Input records
- Opening Delimiter -
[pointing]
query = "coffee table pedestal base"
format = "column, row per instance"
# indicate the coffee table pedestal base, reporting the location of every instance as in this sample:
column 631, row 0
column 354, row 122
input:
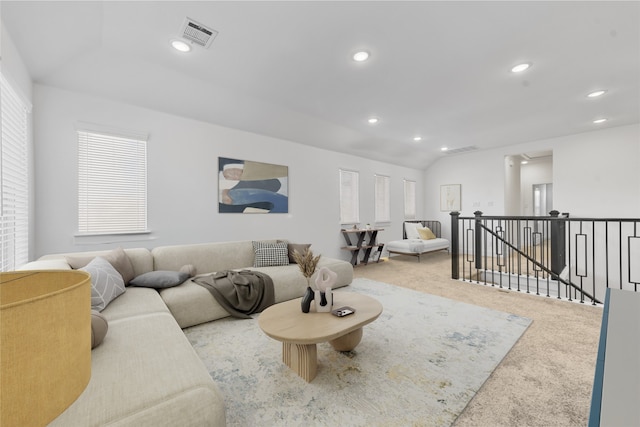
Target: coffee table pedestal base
column 302, row 358
column 347, row 342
- Closing Delimiter -
Starting from the line where "# indicate the" appears, copy every line through the end of the material, both ends included, but no pictures.

Task output
# indicate the coffee table pedestal base, reporting the location of every instance as in this sample:
column 631, row 0
column 354, row 122
input:
Target: coffee table pedestal base
column 302, row 358
column 347, row 342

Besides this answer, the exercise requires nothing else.